**BRIEF A**
Output the abstract on the hybrid solar-wind system for Duhok word for word, in full.

**DOCUMENT**
__________
Abstract. The government of Iraq recently joined the Paris Climate Agreement, it has now begun to encourage the participation of small and large consumers to generate electricity from renewable energy resources. This article analyses a hybrid solar-wind electrical system for Duhok city northern part of Iraq to know the feasibility of this system compared to the local electrical network. Firstly, an access to solar and wind resources have been ensured for Duhok. For evaluation and optimization study, both stand-alone (off-grid) and grid connecting (on-grid) systems taken into consideration to be optimized. HOMER is a software application employed to perform the power and cost analysis based on wind speed, solar irradiance and load profile. According to the numerous configurations. Simulation outcomes have been shown that the on-grid hybrid solar-wind energy system at Duhok site is most cost-effective than off-grid design for the same load, also it is better cost efficient than Duhok residential power grid, as our system cost unit COE is (0.0109 $\kWh) while Duhok residential electricity COE is 0.1$\kWh.
__________
**MATERIAL PROVIDED**
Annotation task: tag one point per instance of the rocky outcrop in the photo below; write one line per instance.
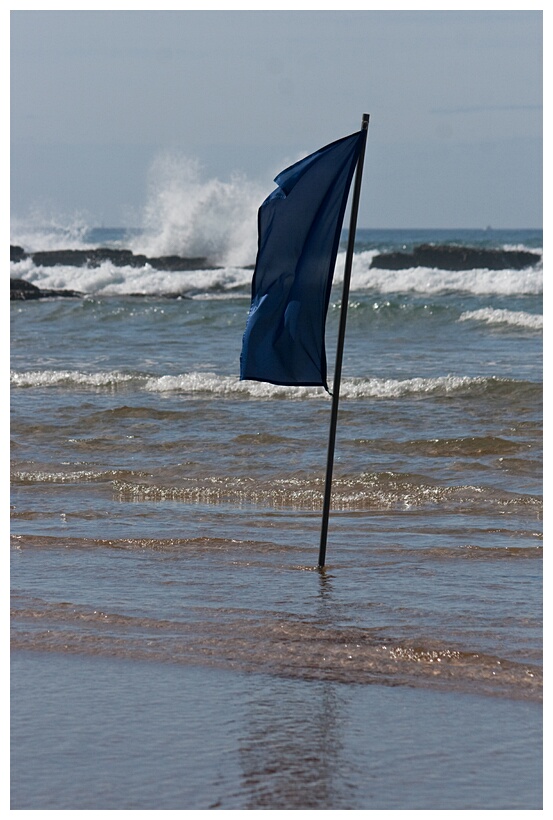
(94, 257)
(21, 290)
(456, 257)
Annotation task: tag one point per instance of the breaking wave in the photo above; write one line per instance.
(231, 386)
(494, 316)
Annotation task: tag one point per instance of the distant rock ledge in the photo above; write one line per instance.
(456, 257)
(94, 257)
(21, 290)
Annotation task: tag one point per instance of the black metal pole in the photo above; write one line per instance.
(340, 345)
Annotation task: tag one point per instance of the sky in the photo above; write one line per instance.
(99, 97)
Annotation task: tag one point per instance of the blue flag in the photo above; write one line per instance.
(299, 228)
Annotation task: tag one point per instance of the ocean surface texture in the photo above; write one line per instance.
(174, 645)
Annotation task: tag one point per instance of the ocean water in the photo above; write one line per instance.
(165, 523)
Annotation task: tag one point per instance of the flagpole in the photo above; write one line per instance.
(340, 344)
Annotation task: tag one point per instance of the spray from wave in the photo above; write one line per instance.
(187, 215)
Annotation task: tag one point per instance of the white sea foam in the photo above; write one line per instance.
(190, 216)
(43, 231)
(212, 383)
(495, 316)
(433, 280)
(111, 280)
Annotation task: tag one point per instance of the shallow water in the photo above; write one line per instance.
(166, 519)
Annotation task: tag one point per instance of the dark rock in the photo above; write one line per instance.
(94, 257)
(456, 257)
(21, 290)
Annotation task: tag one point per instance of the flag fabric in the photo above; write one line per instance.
(299, 228)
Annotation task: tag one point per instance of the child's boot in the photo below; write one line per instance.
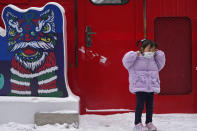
__________
**BRIEF B**
Format the listing as a Markdown table with the columns Row and Line, where each row gives a row number and one line, and blank lines are skipped. Include only the lines from the one with "Annotation task: tag one point per instance of the sky" through the end of the listing, and leave out the pictures.

**FINAL ANSWER A**
Abstract. The government of Iraq recently joined the Paris Climate Agreement, it has now begun to encourage the participation of small and large consumers to generate electricity from renewable energy resources. This article analyses a hybrid solar-wind electrical system for Duhok city northern part of Iraq to know the feasibility of this system compared to the local electrical network. Firstly, an access to solar and wind resources have been ensured for Duhok. For evaluation and optimization study, both stand-alone (off-grid) and grid connecting (on-grid) systems taken into consideration to be optimized. HOMER is a software application employed to perform the power and cost analysis based on wind speed, solar irradiance and load profile. According to the numerous configurations. Simulation outcomes have been shown that the on-grid hybrid solar-wind energy system at Duhok site is most cost-effective than off-grid design for the same load, also it is better cost efficient than Duhok residential power grid, as our system cost unit COE is (0.0109 $\kWh) while Duhok residential electricity COE is 0.1$\kWh.

**FINAL ANSWER B**
| Row | Line |
|---|---|
| 1 | Annotation task: tag one point per instance of the sky in the photo above; write one line per instance. |
| 2 | (99, 97) |
| 3 | Annotation task: tag one point per instance of the blue flag in the photo above; write one line per instance. |
| 4 | (299, 228) |
| 5 | Annotation task: tag one point per instance of the ocean surface texture in the photo above; write one line per instance. |
| 6 | (174, 645) |
| 7 | Annotation task: tag one point per instance of the ocean water in the photo above; write one line per instance. |
| 8 | (165, 523) |
| 9 | Annotation task: tag one point per instance of the flagpole in the photo above; write one line per instance. |
| 10 | (340, 344) |
| 11 | Annotation task: tag one point per instance of the spray from wave in the photo above; write one line per instance. |
| 12 | (187, 215) |
| 13 | Annotation task: tag one point per instance of the white sea foam in the photo above; write one line per instance. |
| 14 | (190, 216) |
| 15 | (43, 231) |
| 16 | (212, 383) |
| 17 | (495, 316) |
| 18 | (433, 280) |
| 19 | (111, 280) |
| 20 | Annotation task: tag one point per instance of the shallow water in the photo above; write one line per instance. |
| 21 | (166, 519) |
| 22 | Annotation task: tag one point per instance of the dark rock in the photo above; write one line per instance. |
| 23 | (94, 257) |
| 24 | (456, 257) |
| 25 | (21, 290) |
| 26 | Annotation task: tag one point per instance of the flag fabric in the photo above; write one line per instance. |
| 27 | (299, 228) |
| 28 | Annotation task: tag one point per instance of the child's boot in the photo below; write one line per instance. |